Extract:
□ □ □ □
01 October 2014 Issue 8 Amanda Edwards

Trial and clerical error

Amanda Edwards examines the courts’ approach to rectifying clerical errors in wills.

Keeping precedents up to date across all legal disciplines is an essential exercise for any law firm, but changes can result in unfortunate mishaps.

Austin v Woodward and another is just one example.1 Mr and Mrs Austin had approached the firm in 2003 to review their 1993 wills. A new partner had recently joined as head of the department and had wanted to bring the will precedents up to date. Unfortunately, an error was made when incorporating the wording of the new precedents into the Austins’ wills such that the wills did not reflect their wishes.

The Austins’ 1993 wills had left the family home to their daughter, Caroline, absolutely on the death of the surviving spouse. Although there had been no change to their wishes with regard to the family home, the new wills incorporated a life interest trust for Caroline from the new standard precedents, with the remainder to the deceased’s two grandchildren, instead of the outright gift of the home they envisaged, as in their 1993 wills. Mr Austin predeceased his wife, and, following Mrs Austin’s death in February 2009, Caroline brought a claim for rectification on the basis that her mother’s intention was for her to receive the home outright.
□ □ □ □
Stated exercise a: Pick out every line in the listing below that contains the string "wooden", and copy each one.

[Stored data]
□ □ □ □
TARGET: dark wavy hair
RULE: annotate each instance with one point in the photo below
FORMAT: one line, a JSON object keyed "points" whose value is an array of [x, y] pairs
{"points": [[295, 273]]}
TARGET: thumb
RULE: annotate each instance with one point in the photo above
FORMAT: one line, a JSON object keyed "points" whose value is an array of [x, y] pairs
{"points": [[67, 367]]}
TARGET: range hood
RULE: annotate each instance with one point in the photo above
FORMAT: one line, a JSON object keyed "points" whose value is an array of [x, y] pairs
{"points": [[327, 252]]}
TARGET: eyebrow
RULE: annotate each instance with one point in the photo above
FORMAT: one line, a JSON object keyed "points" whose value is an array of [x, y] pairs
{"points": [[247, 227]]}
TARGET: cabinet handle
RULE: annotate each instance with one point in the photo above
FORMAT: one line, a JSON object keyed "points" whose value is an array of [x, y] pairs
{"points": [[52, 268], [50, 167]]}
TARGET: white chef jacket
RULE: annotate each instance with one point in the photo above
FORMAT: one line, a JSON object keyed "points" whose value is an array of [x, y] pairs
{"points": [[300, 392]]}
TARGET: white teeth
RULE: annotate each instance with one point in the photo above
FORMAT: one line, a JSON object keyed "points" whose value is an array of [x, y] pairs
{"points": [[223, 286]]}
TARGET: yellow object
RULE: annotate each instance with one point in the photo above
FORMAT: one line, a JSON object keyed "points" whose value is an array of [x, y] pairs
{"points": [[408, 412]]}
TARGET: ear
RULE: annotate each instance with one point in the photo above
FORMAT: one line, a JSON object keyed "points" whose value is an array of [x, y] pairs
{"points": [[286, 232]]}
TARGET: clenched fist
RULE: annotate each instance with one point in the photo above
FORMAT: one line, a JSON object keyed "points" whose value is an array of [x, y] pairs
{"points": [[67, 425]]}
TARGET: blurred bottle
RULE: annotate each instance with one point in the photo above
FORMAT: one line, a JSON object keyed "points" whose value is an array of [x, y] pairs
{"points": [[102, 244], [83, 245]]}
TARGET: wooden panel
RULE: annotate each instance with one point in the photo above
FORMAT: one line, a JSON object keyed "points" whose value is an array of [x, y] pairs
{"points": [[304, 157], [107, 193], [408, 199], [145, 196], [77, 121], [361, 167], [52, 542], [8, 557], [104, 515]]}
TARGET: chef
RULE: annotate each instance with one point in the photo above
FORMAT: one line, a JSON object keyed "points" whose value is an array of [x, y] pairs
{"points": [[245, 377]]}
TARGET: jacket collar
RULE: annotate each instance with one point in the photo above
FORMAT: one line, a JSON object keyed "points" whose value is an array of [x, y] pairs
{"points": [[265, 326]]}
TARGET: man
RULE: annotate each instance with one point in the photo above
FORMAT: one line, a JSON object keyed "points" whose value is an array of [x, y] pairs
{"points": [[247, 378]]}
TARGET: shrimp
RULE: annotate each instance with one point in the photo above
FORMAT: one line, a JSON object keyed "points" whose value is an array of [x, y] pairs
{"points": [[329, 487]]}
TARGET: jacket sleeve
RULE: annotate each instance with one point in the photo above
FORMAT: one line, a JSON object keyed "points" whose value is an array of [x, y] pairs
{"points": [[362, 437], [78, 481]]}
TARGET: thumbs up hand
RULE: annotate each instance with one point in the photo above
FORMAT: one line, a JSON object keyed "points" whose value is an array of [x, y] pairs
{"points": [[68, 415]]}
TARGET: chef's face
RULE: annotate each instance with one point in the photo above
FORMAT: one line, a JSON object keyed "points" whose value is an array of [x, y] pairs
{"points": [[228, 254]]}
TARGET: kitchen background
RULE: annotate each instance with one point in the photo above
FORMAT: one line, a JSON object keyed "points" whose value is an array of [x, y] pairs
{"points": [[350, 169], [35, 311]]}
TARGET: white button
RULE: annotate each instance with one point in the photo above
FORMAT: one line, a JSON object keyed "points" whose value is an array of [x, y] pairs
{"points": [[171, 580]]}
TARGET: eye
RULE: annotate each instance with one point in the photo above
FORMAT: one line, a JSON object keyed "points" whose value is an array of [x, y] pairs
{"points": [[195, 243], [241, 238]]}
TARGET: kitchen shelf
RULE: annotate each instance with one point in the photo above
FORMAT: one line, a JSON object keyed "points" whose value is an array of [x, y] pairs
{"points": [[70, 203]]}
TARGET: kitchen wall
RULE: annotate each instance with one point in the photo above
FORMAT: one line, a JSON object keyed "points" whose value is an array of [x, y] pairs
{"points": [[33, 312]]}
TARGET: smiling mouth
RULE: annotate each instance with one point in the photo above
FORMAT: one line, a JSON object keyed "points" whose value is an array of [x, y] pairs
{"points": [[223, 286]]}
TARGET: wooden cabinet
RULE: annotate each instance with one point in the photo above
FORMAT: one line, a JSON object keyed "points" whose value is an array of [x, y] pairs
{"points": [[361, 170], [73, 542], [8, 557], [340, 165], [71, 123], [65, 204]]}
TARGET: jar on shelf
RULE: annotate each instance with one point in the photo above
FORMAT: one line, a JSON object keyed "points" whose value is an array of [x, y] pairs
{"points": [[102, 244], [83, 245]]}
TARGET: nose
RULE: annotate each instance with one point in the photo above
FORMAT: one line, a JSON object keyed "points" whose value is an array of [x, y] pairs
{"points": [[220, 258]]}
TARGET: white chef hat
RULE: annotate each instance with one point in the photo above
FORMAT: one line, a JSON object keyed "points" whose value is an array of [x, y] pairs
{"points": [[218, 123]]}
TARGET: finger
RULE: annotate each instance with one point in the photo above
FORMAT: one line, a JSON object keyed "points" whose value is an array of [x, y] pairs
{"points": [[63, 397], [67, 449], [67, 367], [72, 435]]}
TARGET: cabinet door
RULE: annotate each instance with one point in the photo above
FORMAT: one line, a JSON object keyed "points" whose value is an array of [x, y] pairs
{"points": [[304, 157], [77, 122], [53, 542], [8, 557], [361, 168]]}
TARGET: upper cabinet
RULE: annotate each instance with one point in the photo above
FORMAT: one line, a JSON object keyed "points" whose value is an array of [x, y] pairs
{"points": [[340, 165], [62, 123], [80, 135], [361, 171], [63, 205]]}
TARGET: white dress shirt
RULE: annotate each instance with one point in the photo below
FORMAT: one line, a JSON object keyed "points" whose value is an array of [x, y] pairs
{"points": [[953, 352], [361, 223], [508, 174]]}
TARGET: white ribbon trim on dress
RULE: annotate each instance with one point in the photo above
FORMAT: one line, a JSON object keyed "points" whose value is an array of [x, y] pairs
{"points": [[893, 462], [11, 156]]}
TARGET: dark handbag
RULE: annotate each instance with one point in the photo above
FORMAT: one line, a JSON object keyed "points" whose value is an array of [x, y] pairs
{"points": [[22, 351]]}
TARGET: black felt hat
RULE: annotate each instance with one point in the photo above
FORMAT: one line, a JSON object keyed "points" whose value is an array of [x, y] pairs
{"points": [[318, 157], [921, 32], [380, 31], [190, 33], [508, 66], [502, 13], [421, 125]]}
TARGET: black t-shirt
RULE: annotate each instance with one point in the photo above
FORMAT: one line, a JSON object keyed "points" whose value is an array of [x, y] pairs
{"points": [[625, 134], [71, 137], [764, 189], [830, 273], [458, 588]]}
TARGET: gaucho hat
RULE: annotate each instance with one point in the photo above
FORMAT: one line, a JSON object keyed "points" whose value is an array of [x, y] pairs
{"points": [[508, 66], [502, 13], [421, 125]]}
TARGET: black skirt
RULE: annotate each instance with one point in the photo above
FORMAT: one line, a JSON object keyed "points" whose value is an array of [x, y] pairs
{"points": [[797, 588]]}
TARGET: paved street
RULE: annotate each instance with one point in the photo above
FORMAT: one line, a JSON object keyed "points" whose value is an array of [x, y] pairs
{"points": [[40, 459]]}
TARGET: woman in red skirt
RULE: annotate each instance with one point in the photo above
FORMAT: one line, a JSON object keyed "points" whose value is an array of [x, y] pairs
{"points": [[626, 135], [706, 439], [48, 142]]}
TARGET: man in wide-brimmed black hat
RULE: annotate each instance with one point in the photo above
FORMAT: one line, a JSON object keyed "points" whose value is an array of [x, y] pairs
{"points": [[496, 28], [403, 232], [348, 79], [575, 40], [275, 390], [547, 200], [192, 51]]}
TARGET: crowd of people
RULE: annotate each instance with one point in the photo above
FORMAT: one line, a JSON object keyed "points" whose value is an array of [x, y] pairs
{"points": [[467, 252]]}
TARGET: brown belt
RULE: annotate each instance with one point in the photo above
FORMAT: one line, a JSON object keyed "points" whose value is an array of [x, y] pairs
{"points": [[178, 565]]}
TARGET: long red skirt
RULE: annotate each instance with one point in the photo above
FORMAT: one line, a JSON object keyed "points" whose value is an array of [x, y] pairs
□ □ □ □
Stated exercise b: According to the article on clerical errors in wills, in what year did Mr and Mrs Austin approach the firm to review their wills?

Written answer a:
TARGET: wooden panel
TARGET: wooden cabinet

Written answer b: 2003